Location annotation dataset excerpts
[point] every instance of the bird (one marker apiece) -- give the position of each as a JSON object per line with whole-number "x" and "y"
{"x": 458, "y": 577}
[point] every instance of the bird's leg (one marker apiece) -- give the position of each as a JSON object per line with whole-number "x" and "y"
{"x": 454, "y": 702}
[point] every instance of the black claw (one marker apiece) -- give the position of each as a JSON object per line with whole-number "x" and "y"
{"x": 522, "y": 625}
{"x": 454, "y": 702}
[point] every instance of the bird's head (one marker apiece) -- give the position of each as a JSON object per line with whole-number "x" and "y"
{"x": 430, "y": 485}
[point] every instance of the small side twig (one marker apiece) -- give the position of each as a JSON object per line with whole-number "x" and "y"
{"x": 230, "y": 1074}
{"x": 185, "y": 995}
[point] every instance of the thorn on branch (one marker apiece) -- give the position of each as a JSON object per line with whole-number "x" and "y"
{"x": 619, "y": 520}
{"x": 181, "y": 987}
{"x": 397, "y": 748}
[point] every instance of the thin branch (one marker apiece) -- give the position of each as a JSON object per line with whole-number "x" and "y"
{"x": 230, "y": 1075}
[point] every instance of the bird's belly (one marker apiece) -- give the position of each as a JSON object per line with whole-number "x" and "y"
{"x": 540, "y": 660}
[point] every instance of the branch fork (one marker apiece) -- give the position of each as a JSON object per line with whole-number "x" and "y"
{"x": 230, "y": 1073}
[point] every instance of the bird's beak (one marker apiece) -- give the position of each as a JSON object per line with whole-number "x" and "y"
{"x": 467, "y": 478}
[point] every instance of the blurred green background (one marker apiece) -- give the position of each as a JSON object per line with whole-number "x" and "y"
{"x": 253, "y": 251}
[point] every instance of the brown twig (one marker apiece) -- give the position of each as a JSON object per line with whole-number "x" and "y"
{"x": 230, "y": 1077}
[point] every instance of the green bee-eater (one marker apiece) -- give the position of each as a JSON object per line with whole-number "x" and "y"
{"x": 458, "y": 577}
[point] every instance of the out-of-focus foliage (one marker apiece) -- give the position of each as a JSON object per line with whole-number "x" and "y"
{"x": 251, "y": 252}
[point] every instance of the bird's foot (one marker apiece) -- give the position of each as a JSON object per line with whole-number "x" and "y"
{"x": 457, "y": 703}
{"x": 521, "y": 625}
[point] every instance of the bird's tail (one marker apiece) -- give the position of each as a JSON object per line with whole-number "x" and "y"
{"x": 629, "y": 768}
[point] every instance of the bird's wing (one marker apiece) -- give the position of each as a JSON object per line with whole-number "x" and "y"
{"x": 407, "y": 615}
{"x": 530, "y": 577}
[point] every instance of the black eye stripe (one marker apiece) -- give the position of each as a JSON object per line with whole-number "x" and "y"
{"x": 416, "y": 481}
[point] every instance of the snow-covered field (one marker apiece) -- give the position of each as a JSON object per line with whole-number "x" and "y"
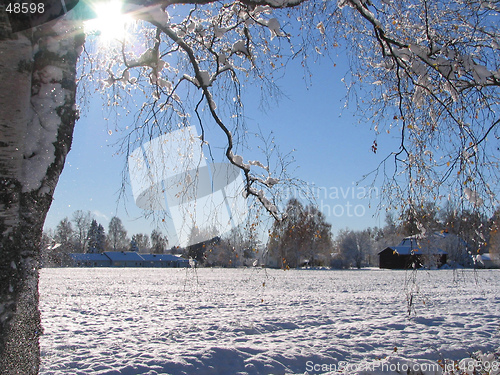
{"x": 255, "y": 321}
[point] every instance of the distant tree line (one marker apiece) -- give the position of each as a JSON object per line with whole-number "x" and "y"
{"x": 303, "y": 239}
{"x": 84, "y": 234}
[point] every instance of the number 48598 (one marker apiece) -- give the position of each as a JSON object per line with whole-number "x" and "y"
{"x": 25, "y": 8}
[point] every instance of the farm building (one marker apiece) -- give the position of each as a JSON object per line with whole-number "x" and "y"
{"x": 164, "y": 260}
{"x": 489, "y": 260}
{"x": 412, "y": 252}
{"x": 126, "y": 259}
{"x": 89, "y": 260}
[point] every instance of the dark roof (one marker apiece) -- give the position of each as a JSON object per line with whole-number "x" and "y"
{"x": 410, "y": 245}
{"x": 408, "y": 250}
{"x": 161, "y": 258}
{"x": 89, "y": 257}
{"x": 121, "y": 256}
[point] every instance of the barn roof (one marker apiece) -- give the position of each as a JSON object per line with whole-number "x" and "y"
{"x": 161, "y": 257}
{"x": 89, "y": 257}
{"x": 408, "y": 250}
{"x": 118, "y": 256}
{"x": 410, "y": 245}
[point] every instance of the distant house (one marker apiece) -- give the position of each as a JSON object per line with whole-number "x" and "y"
{"x": 124, "y": 258}
{"x": 412, "y": 252}
{"x": 89, "y": 260}
{"x": 127, "y": 259}
{"x": 164, "y": 260}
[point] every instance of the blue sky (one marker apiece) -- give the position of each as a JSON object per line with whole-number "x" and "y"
{"x": 333, "y": 152}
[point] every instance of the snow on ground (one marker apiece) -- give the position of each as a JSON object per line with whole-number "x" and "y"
{"x": 255, "y": 321}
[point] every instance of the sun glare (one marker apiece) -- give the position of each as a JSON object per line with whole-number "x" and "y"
{"x": 110, "y": 23}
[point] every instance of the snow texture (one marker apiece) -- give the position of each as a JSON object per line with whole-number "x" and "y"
{"x": 255, "y": 321}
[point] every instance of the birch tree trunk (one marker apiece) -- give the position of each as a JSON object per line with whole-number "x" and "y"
{"x": 37, "y": 117}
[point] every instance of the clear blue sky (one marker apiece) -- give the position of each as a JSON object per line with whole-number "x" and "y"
{"x": 333, "y": 152}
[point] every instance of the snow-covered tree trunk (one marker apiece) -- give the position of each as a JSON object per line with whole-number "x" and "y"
{"x": 37, "y": 116}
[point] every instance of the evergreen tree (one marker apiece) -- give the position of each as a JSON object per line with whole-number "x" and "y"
{"x": 159, "y": 242}
{"x": 96, "y": 238}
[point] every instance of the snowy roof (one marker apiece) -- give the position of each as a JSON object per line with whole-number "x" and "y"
{"x": 82, "y": 257}
{"x": 161, "y": 257}
{"x": 410, "y": 245}
{"x": 123, "y": 256}
{"x": 408, "y": 250}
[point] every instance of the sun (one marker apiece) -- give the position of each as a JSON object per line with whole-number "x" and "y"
{"x": 110, "y": 23}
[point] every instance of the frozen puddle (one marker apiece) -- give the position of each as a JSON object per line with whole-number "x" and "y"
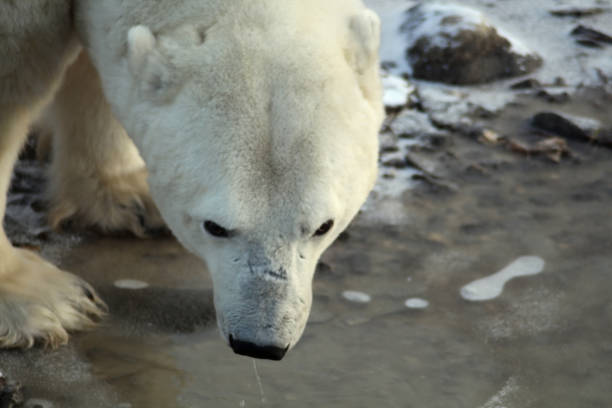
{"x": 492, "y": 286}
{"x": 416, "y": 303}
{"x": 132, "y": 284}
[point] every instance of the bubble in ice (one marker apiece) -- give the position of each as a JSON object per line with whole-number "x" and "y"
{"x": 416, "y": 303}
{"x": 356, "y": 296}
{"x": 132, "y": 284}
{"x": 492, "y": 286}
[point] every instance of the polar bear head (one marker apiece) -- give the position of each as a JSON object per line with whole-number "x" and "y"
{"x": 260, "y": 134}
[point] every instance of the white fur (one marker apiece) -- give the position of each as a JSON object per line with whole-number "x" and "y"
{"x": 260, "y": 116}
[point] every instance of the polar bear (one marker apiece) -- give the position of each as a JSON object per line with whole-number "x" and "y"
{"x": 258, "y": 124}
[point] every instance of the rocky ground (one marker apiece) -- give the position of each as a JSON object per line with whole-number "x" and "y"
{"x": 472, "y": 177}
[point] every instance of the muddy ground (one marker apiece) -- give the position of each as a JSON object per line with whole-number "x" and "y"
{"x": 546, "y": 341}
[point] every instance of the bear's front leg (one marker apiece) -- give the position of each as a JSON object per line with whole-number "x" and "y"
{"x": 40, "y": 303}
{"x": 97, "y": 178}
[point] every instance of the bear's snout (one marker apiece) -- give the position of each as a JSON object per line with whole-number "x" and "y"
{"x": 246, "y": 348}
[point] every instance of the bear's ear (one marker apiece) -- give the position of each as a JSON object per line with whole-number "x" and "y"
{"x": 364, "y": 40}
{"x": 147, "y": 64}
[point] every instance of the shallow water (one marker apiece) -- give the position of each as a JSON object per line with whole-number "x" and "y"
{"x": 544, "y": 341}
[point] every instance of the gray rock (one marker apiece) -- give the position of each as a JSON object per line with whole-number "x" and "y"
{"x": 455, "y": 44}
{"x": 590, "y": 37}
{"x": 569, "y": 11}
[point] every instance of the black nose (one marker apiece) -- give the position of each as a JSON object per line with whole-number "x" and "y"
{"x": 246, "y": 348}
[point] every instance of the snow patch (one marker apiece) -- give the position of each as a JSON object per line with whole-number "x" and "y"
{"x": 492, "y": 286}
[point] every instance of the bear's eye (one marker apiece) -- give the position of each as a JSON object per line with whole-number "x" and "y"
{"x": 216, "y": 230}
{"x": 324, "y": 228}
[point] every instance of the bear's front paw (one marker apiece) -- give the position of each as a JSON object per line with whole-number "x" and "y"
{"x": 115, "y": 204}
{"x": 40, "y": 303}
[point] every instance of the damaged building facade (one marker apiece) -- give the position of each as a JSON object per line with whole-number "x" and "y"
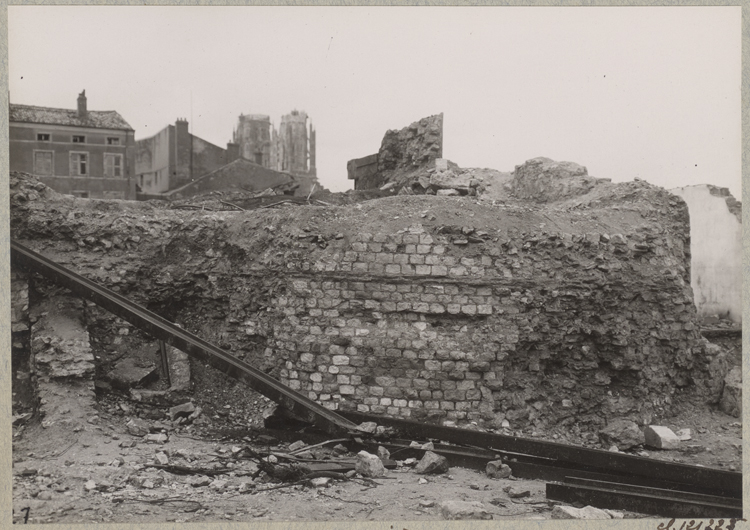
{"x": 290, "y": 149}
{"x": 470, "y": 312}
{"x": 87, "y": 153}
{"x": 174, "y": 157}
{"x": 716, "y": 248}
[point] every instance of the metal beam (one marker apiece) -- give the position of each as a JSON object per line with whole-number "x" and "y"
{"x": 162, "y": 329}
{"x": 648, "y": 503}
{"x": 727, "y": 482}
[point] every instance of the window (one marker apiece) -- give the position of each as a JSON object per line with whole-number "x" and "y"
{"x": 112, "y": 165}
{"x": 43, "y": 163}
{"x": 79, "y": 164}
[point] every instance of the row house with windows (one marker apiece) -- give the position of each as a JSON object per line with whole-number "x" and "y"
{"x": 74, "y": 151}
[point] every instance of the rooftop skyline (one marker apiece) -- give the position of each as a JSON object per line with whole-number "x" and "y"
{"x": 629, "y": 92}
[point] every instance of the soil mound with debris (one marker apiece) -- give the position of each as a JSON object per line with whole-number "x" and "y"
{"x": 438, "y": 308}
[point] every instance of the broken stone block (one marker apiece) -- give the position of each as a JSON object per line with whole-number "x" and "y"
{"x": 622, "y": 433}
{"x": 496, "y": 469}
{"x": 684, "y": 435}
{"x": 367, "y": 426}
{"x": 137, "y": 427}
{"x": 731, "y": 396}
{"x": 320, "y": 482}
{"x": 661, "y": 437}
{"x": 181, "y": 411}
{"x": 516, "y": 493}
{"x": 130, "y": 372}
{"x": 299, "y": 444}
{"x": 460, "y": 510}
{"x": 432, "y": 463}
{"x": 369, "y": 465}
{"x": 588, "y": 512}
{"x": 160, "y": 438}
{"x": 199, "y": 481}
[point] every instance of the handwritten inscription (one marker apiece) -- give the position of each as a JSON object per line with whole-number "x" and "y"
{"x": 697, "y": 525}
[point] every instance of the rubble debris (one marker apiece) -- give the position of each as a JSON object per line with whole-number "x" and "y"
{"x": 660, "y": 437}
{"x": 137, "y": 427}
{"x": 432, "y": 463}
{"x": 299, "y": 444}
{"x": 368, "y": 427}
{"x": 684, "y": 435}
{"x": 624, "y": 434}
{"x": 462, "y": 510}
{"x": 369, "y": 465}
{"x": 731, "y": 396}
{"x": 129, "y": 373}
{"x": 401, "y": 153}
{"x": 587, "y": 512}
{"x": 182, "y": 411}
{"x": 159, "y": 438}
{"x": 496, "y": 469}
{"x": 516, "y": 493}
{"x": 321, "y": 482}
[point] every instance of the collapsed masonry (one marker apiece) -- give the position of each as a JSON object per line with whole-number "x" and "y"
{"x": 435, "y": 308}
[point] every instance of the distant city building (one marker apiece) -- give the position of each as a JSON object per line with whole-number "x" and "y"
{"x": 174, "y": 157}
{"x": 291, "y": 149}
{"x": 74, "y": 151}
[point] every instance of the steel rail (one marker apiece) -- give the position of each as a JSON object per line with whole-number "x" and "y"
{"x": 170, "y": 333}
{"x": 653, "y": 502}
{"x": 727, "y": 482}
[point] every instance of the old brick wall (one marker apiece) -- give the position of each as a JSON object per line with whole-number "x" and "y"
{"x": 468, "y": 332}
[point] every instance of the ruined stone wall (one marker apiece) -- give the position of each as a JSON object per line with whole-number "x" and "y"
{"x": 435, "y": 308}
{"x": 545, "y": 180}
{"x": 716, "y": 246}
{"x": 401, "y": 153}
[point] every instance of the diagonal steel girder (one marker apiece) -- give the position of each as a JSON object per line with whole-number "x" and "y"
{"x": 162, "y": 329}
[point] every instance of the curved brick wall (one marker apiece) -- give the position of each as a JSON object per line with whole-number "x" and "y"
{"x": 426, "y": 307}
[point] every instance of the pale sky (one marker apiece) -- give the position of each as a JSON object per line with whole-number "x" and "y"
{"x": 648, "y": 92}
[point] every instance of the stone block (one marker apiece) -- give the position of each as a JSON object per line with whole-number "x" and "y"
{"x": 622, "y": 433}
{"x": 369, "y": 465}
{"x": 661, "y": 437}
{"x": 731, "y": 396}
{"x": 432, "y": 463}
{"x": 463, "y": 510}
{"x": 496, "y": 469}
{"x": 569, "y": 512}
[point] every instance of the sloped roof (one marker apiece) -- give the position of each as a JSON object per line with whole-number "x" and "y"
{"x": 100, "y": 119}
{"x": 240, "y": 173}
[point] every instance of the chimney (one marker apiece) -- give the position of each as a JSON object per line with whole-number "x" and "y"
{"x": 82, "y": 112}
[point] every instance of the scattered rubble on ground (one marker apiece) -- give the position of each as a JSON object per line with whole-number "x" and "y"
{"x": 542, "y": 303}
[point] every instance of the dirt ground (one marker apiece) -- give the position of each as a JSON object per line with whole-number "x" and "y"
{"x": 101, "y": 473}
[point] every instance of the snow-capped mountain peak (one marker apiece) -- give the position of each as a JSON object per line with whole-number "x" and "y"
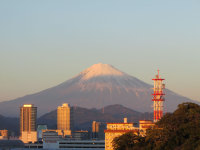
{"x": 100, "y": 70}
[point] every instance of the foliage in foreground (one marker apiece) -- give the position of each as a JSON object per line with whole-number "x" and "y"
{"x": 179, "y": 130}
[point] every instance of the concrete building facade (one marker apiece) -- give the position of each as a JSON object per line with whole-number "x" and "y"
{"x": 117, "y": 129}
{"x": 28, "y": 117}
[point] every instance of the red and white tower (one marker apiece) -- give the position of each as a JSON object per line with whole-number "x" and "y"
{"x": 158, "y": 97}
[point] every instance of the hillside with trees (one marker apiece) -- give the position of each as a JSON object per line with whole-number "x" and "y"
{"x": 179, "y": 130}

Task brief —
Repeat verbatim the range of lines that opens at the line containing "[point] every instance of the dirt" and closes at the last line of the entries, excluding all pictures.

Answer to this task —
[point] every instance of the dirt ground (one marker apiece) -- give the position of each as a JSON object per line with whole-number "x" and "y"
{"x": 101, "y": 473}
[point] every instance of the snow-capped mountain peak (one marker apiece) -- give the position of each as a JSON object per line with whole-number "x" and "y"
{"x": 100, "y": 70}
[point] every instance of the foliage in foreground (one marker apiece) -- give the position of each as a JSON object per line with whole-number "x" and "y"
{"x": 179, "y": 130}
[point] every instance of the concrete building facade (one marker apiece) -- give the position of each as a JSON object per line with whole-number "x" and "y"
{"x": 117, "y": 129}
{"x": 28, "y": 117}
[point] every instance of the red and white tower (one marker apiece) -- give the position of each as a JSON object per line with whole-number "x" and "y"
{"x": 158, "y": 97}
[point] every instance of the hillside with trees (one marker apiece) -- give the position of each as a JSON object per line with whole-number "x" and "y"
{"x": 179, "y": 130}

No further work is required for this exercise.